===== 原文节选

文章目录[隐藏]
找了一个faster rcnn的demo,但是因为初学,即使有一个例程也不太会使用自己的数据集使它正常运行。
现记录一下针对自己数据集的修改过程:
01 标注数据集
第一步:将标注信息放入MyAnnotations
标注数据集,由于之前的demo,数据集都是放入VOCdevkit文件夹,方便起见,我们也放入VOC2012文件夹下。
同时,为了和PASCAL VOC2012数据集做区分,我们创建MyAnnotation
和MyJPEGImage
两个文件夹。前者放入我们自己数据集的标注信息,后者放入JPEG格式的数据集图片。
02 划分训练集和验证集
第二步:运行split_data.py(注意修改路径)
在工程主目录下,有split_data.py
文件,用以划分训练集和验证集,运行结束后生成train.txt
和val.txt
两个文件。*
(为了和原数据集区分,这里设置为MyTrain.txt
和Myval.txt
)*
程序运行完后,生成的MyTrain和MyVal的txt文件,保存在split_data.py的同一目录下。
(另外需要注意的是,运行程序时需要保证该路径下目前没有这个两个文件,该程序生成的文件不能覆盖,只能先手动删除原文件)
把这两个txt文件放入./VOCdevkit/VOC2012/ImageSets/Main
下
需要修改的部分如下:(①设置标注文件的路径;②设置txt写入的位置及文件名)
03 修改网络中的数据集设置
第三步:修改my_dataset.py中的文件路径,以及分类的json文件
(这两个文件都在工程根目录下)

==========
===== 条目

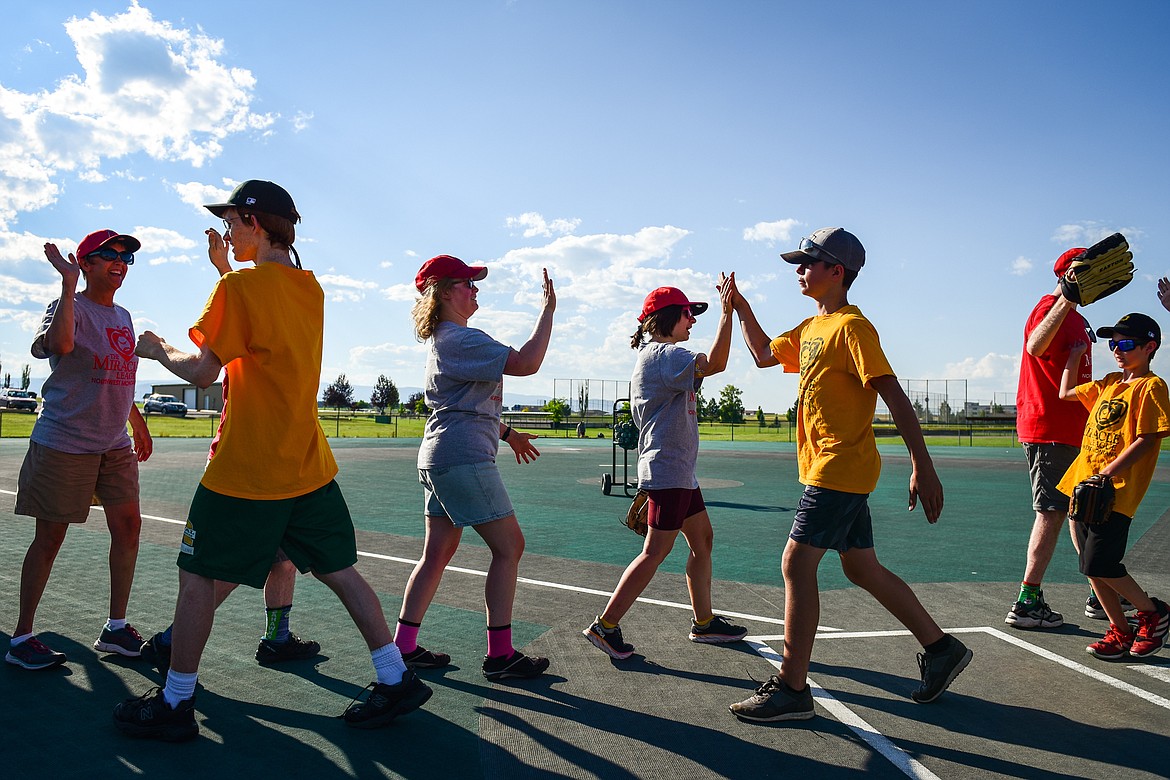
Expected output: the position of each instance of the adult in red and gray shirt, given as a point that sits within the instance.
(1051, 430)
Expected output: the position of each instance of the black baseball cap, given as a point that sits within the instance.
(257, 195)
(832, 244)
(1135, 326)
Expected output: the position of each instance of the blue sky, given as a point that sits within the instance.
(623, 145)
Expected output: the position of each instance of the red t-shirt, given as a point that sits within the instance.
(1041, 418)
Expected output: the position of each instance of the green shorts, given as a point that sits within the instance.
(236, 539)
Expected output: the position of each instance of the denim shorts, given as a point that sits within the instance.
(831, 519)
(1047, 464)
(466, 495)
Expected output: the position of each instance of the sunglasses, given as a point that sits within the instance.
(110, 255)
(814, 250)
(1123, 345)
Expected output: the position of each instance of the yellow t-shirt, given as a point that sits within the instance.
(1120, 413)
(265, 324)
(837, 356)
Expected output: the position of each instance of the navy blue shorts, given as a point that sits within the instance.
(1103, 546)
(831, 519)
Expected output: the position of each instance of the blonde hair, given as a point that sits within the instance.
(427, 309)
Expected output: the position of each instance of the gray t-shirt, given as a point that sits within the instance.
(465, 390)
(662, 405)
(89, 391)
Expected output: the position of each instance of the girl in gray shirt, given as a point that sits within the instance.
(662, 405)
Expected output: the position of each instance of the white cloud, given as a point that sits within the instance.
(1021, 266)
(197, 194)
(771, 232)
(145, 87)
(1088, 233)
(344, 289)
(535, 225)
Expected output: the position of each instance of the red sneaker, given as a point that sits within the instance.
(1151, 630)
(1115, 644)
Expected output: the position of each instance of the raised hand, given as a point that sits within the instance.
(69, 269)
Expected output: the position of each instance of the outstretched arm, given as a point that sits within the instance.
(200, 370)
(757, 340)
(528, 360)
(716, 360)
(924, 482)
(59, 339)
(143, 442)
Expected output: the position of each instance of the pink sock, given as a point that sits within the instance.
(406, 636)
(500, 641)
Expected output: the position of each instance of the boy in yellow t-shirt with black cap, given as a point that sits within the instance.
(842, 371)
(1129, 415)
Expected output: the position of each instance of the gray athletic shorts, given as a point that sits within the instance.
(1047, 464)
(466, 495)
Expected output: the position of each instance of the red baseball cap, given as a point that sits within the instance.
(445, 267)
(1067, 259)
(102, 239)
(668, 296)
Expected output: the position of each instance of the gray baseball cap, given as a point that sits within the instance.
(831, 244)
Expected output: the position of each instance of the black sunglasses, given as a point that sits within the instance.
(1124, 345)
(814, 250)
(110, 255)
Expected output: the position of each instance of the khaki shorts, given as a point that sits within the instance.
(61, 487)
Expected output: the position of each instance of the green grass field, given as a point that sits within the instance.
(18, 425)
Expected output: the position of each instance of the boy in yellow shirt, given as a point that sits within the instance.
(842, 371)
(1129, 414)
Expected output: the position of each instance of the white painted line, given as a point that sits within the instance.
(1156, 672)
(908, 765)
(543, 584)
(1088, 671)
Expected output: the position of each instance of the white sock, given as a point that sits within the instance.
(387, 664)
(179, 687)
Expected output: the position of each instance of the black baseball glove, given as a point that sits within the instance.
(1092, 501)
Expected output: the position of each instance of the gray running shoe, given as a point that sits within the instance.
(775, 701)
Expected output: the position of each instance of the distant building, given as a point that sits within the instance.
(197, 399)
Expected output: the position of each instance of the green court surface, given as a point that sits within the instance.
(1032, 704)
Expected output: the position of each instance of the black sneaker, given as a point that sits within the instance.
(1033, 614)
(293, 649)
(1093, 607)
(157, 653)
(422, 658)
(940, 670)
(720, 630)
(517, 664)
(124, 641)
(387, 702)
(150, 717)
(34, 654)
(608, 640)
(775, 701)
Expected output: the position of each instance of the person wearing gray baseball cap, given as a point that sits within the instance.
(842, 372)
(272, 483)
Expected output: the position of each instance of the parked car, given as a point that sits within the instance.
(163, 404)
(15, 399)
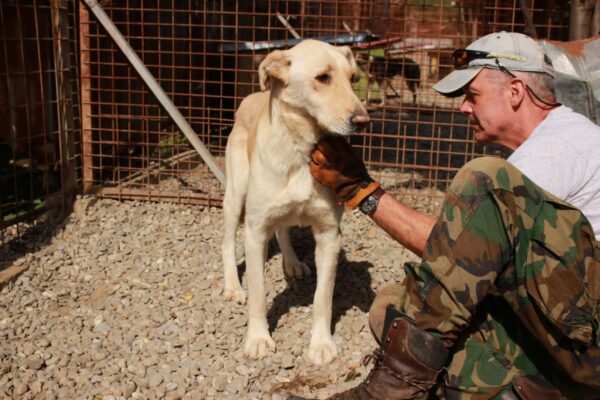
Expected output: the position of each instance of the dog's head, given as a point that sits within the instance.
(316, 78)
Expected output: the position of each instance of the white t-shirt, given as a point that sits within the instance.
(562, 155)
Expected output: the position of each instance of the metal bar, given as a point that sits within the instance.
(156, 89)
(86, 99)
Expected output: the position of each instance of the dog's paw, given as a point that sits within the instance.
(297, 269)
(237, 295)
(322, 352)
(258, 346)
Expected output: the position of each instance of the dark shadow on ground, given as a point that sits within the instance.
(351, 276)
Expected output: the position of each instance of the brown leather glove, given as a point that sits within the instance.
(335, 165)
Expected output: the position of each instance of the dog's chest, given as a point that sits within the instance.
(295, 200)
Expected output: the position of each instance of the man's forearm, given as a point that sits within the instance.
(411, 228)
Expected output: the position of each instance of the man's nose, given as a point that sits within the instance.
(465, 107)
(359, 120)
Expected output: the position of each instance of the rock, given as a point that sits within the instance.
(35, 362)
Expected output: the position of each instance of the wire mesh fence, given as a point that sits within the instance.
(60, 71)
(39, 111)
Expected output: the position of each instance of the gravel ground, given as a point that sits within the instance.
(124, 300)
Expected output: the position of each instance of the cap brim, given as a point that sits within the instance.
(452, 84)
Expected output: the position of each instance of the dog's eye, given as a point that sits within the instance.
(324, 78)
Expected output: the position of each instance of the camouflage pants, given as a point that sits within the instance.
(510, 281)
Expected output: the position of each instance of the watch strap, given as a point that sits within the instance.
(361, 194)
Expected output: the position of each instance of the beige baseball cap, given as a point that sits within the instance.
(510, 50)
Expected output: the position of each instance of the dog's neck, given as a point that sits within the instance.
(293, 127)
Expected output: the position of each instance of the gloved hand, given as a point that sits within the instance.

==========

把原文中从“02 划分训练集和验证集”到“data.py的同一目录下。”这一段一字不差地抄写出来。 这些条目跟原文内容没有关系。

**结果**
02 划分训练集和验证集
第二步:运行split_data.py(注意修改路径)
在工程主目录下,有split_data.py
文件,用以划分训练集和验证集,运行结束后生成train.txt
和val.txt
两个文件。*
(为了和原数据集区分,这里设置为MyTrain.txt
和Myval.txt
)*
程序运行完后,生成的MyTrain和MyVal的txt文件,保存在split_data.py的同一目录下。